No wonder that. long after his mother’s death, there was something a little strange in Lowry’s attitude to women. There is, in fact, another film to be made as a counterpart to this one: the film about Lowry and his young female protégées (notably Sheila Fell) later in his life. Like so many of these creative relations where an older artist features as mentor, there is something both profoundly valuable and deeply creepy in the interplay between young developing talent and old master, galvanised by an unexpressed sexual tension. I hope someone will make this second film too; it would be fascinating, and no less dramatic.

To give a broader view of Lowry, I’ll put in here a piece I wrote some years ago for the Times Literary Supplement, reviewing a biography of Lowry.

Shelley Rohde: L.S. Lowry: A Life  (Haus Publishing Ltd).  £25

ISBN 987-1-90495-049-3

Despite his huge popular following, L.S. Lowry remains enigmatic. To some he is an essential British artist of the twentieth century, to be spoken of in the same breath as Stanley Spencer or Francis Bacon. Others see him as sentimental and inept, a naïf in the wrong sense. Lowry died more than thirty years ago, but Shelley Rohde is still the only author to have attempted a comprehensive life, and although the dust jacket calls the present book a ‘new biography’, is essentially a greatly shortened version of the same author’s L.S. Lowry: A Biography, published in 1999.

An unashamed advocate, Rohde attributes resistance to Lowry’s work, bluntly, to ‘elitism’. This seems a misjudgement because, whether you like Lowry’s work or hate it, there is certainly something odd about it, and it contains elements which run strongly against artistic traditions which remained largely unquestioned even during the twentieth century. The major problem – or the great charm, depending on your point of view – arises from the disjunction in Lowry’s mature work between figures and landscape.

Extracted data:
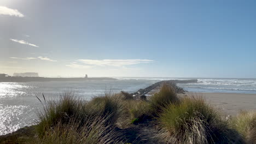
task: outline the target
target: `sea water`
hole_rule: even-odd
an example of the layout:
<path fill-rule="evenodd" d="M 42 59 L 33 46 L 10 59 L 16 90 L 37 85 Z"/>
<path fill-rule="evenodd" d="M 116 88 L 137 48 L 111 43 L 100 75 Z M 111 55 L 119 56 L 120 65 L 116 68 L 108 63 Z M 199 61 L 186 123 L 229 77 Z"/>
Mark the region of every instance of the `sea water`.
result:
<path fill-rule="evenodd" d="M 166 80 L 195 78 L 115 77 L 116 81 L 69 82 L 0 82 L 0 135 L 35 124 L 37 113 L 42 108 L 36 98 L 46 100 L 57 99 L 61 93 L 72 91 L 84 99 L 106 92 L 133 92 L 154 83 Z M 256 79 L 197 79 L 198 83 L 179 83 L 190 92 L 256 94 Z"/>

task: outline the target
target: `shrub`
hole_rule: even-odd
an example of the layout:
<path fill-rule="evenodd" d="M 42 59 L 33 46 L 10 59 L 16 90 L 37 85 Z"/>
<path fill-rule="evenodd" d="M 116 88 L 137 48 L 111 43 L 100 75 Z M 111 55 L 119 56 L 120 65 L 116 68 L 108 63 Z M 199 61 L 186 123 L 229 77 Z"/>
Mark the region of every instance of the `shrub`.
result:
<path fill-rule="evenodd" d="M 125 107 L 128 109 L 131 121 L 137 119 L 136 123 L 143 122 L 145 119 L 150 118 L 152 117 L 149 105 L 147 101 L 127 101 Z"/>
<path fill-rule="evenodd" d="M 170 143 L 243 143 L 202 98 L 184 98 L 170 104 L 158 120 L 165 131 L 161 136 Z"/>
<path fill-rule="evenodd" d="M 108 117 L 106 124 L 114 124 L 122 117 L 124 109 L 122 102 L 124 99 L 118 94 L 106 93 L 102 97 L 94 98 L 88 103 L 91 113 Z"/>
<path fill-rule="evenodd" d="M 160 92 L 150 97 L 149 99 L 150 107 L 154 115 L 161 113 L 170 104 L 179 102 L 175 89 L 168 84 L 164 84 Z"/>
<path fill-rule="evenodd" d="M 256 113 L 242 111 L 230 122 L 231 127 L 243 136 L 247 143 L 256 143 Z"/>
<path fill-rule="evenodd" d="M 80 128 L 80 124 L 71 122 L 59 123 L 54 128 L 48 129 L 36 143 L 124 143 L 121 133 L 111 126 L 106 126 L 106 119 L 95 117 L 89 123 Z"/>
<path fill-rule="evenodd" d="M 71 119 L 78 122 L 86 121 L 88 109 L 86 109 L 85 104 L 72 92 L 64 93 L 59 100 L 45 100 L 43 110 L 38 113 L 39 123 L 35 127 L 38 135 L 44 135 L 46 130 L 57 124 L 68 124 Z"/>

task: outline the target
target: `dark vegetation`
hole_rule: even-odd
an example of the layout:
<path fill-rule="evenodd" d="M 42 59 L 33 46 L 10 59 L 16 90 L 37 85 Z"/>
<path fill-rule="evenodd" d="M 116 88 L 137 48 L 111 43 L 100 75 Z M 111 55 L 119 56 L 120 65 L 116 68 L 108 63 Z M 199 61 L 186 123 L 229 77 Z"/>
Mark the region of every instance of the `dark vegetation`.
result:
<path fill-rule="evenodd" d="M 108 93 L 83 100 L 67 92 L 44 106 L 37 125 L 0 137 L 2 143 L 256 143 L 256 114 L 226 119 L 200 97 L 165 84 L 148 100 Z M 26 132 L 25 132 L 26 131 Z"/>

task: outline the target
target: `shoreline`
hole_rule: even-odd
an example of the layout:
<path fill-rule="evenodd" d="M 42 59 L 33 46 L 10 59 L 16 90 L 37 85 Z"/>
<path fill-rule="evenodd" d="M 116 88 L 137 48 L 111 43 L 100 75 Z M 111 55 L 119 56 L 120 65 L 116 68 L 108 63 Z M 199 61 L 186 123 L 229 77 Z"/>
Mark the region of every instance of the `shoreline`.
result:
<path fill-rule="evenodd" d="M 202 96 L 224 113 L 235 116 L 241 111 L 256 110 L 256 94 L 188 92 L 187 96 Z"/>

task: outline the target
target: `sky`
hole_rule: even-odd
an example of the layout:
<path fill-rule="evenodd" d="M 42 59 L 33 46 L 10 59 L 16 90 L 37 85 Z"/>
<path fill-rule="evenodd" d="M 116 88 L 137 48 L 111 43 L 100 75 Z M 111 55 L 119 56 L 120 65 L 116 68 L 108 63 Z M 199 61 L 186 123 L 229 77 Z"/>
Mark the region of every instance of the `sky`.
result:
<path fill-rule="evenodd" d="M 256 78 L 255 1 L 0 1 L 0 73 Z"/>

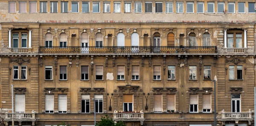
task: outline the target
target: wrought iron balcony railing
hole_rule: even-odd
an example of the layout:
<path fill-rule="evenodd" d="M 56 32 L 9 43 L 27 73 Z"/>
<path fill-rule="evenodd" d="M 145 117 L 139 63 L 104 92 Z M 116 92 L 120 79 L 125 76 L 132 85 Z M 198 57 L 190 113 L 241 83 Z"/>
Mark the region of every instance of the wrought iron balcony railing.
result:
<path fill-rule="evenodd" d="M 216 46 L 41 46 L 40 53 L 213 53 Z"/>

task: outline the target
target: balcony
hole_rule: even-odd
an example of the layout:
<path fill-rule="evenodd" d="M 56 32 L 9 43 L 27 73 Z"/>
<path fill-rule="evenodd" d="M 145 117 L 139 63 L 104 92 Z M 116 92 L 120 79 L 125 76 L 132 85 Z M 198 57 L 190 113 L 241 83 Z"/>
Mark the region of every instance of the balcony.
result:
<path fill-rule="evenodd" d="M 40 53 L 214 53 L 216 46 L 41 46 Z"/>

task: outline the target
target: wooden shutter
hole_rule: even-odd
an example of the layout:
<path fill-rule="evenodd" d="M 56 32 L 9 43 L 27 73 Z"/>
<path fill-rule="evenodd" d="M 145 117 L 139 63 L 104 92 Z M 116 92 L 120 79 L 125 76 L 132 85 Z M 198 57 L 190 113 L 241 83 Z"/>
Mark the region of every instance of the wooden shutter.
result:
<path fill-rule="evenodd" d="M 162 95 L 154 95 L 154 111 L 162 112 Z"/>
<path fill-rule="evenodd" d="M 174 40 L 174 34 L 172 33 L 168 34 L 167 35 L 167 46 L 175 46 Z"/>
<path fill-rule="evenodd" d="M 167 95 L 167 110 L 175 110 L 175 95 Z"/>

Written task 1: In the passage on Lowry, what year was Shelley Rohde's earlier book, L.S. Lowry: A Biography, published?
Written task 2: Name every person mentioned in the passage on Lowry.

Correct result 1: 1999

Correct result 2: L.S. Lowry, Sheila Fell, Shelley Rohde, Stanley Spencer, Francis Bacon